**ТЕКСТ:**

Представим себе бескрайний летний лес с его то затухающим, то вновь нарастающим, бесконечно широким шумом, с тревожными редкими вскриками то ли дятлов, то ли зайчат, с едва уловимым звоном комариных оркестров. И вдруг в этот широкий вселенский шум будто вплетается пение какой-то удивительно музыкальной птицы. Печальный и нежный голос пастушьего рожка так необходимо-естествен среди этих теплых лесов! Он ведет свою мелодию, и она, словно тонкая нить, связывает безбрежность мира с душой человека.
Представим себе, как в лесной шум или в плеск озерной воды вливаются мерные, густые удары большого, но дальнего колокола.
Однако ж представить одно, а слушать наяву — совсем другое. Слушать, например, торжественно-радостный благовест среди ветреного весеннего шума и первого птичьего пения, среди жаркого солнца, синей прохладной воды и свежести первоначальной новорожденной зелени. Звон колоколов среди осенней ясности, среди пронизывающей левитановской тишины воспринимается опять же по-новому. Не будем здесь вспоминать о страшном набатном гуле среди ночной тишины…
ДРЕВОТЕСНОЕ-КАМНЕТЕСНОЕ
О, сельские виды! О, дивное счастье родиться
В лугах…
Николай Рубцов
Жажда созидания, в чьих объятиях издревле находится человек, загадочна и обычными средствами необъяснима. Что движет человеком, когда он строит? Где и как зарождается дух творчества, преодолевающий статичную косность, подвигающий на созидание красивого, необычного, а иногда и физически непосильного? Неизвестно… Объяснить все это одними материальными стимулами трудно, ведь восточные пагоды пригодны для жилья меньше, чем обычные хижины. Немного материальной корысти извлекали древние люди из Акрополя или из римского Форума. И уж совсем непонятны с точки зрения рационального добывателя материальных благ каменные изваяния с острова Пасхи [151].

**ИСХОДНЫЕ ДАННЫЕ:**

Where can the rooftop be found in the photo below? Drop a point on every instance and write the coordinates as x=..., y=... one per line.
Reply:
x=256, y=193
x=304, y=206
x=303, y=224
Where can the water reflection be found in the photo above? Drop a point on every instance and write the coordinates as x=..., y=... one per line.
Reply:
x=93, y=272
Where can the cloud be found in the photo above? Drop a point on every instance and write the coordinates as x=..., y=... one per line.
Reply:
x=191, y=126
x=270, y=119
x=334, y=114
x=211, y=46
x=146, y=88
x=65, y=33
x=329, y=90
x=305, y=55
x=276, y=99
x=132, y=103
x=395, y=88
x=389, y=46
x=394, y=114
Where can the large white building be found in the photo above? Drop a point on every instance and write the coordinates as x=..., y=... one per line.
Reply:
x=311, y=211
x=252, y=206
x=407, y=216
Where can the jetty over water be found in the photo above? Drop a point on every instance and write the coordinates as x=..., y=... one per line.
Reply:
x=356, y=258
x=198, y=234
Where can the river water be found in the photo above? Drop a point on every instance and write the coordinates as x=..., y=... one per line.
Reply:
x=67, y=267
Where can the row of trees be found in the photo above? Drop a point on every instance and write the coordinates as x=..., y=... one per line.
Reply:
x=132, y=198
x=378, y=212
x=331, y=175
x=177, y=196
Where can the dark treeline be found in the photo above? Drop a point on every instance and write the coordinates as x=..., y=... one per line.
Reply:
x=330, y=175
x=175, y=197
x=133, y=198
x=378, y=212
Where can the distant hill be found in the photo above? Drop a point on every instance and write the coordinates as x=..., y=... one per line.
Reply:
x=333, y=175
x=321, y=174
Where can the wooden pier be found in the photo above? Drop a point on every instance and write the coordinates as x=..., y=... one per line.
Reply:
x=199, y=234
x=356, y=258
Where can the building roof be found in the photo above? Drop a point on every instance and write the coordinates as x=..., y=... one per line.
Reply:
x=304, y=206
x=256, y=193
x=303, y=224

**ЗАДАНИЕ 1:** Назовите все творения человека, которые в последнем абзаце текста приведены как примеры того, что трудно объяснить одними материальными стимулами.
**ЗАДАНИЕ 2:** Определите, соответствуют ли тексту следующие утверждения: (a) голос пастушьего рожка назван печальным и нежным; (b) восточные пагоды пригодны для жилья больше, чем обычные хижины; (c) удары колокола, вливающиеся в лесной шум, названы частыми и звонкими. На каждое ответьте «да» или «нет» и приведите решающие слова текста.
**ЗАДАНИЕ 3:** Выпишите из текста отрывок от «Представим себе бескрайний» до «с душой человека.» включительно.

**ОТВЕТ 1:** Восточные пагоды, Акрополь, римский Форум, каменные изваяния с острова Пасхи.

**ОТВЕТ 2:**
(a) Да: «Печальный и нежный голос пастушьего рожка».
(b) Нет: «восточные пагоды пригодны для жилья меньше, чем обычные хижины».
(c) Нет: «мерные, густые удары большого, но дальнего колокола».

**ОТВЕТ 3:**
Представим себе бескрайний летний лес с его то затухающим, то вновь нарастающим, бесконечно широким шумом, с тревожными редкими вскриками то ли дятлов, то ли зайчат, с едва уловимым звоном комариных оркестров. И вдруг в этот широкий вселенский шум будто вплетается пение какой-то удивительно музыкальной птицы. Печальный и нежный голос пастушьего рожка так необходимо-естествен среди этих теплых лесов! Он ведет свою мелодию, и она, словно тонкая нить, связывает безбрежность мира с душой человека.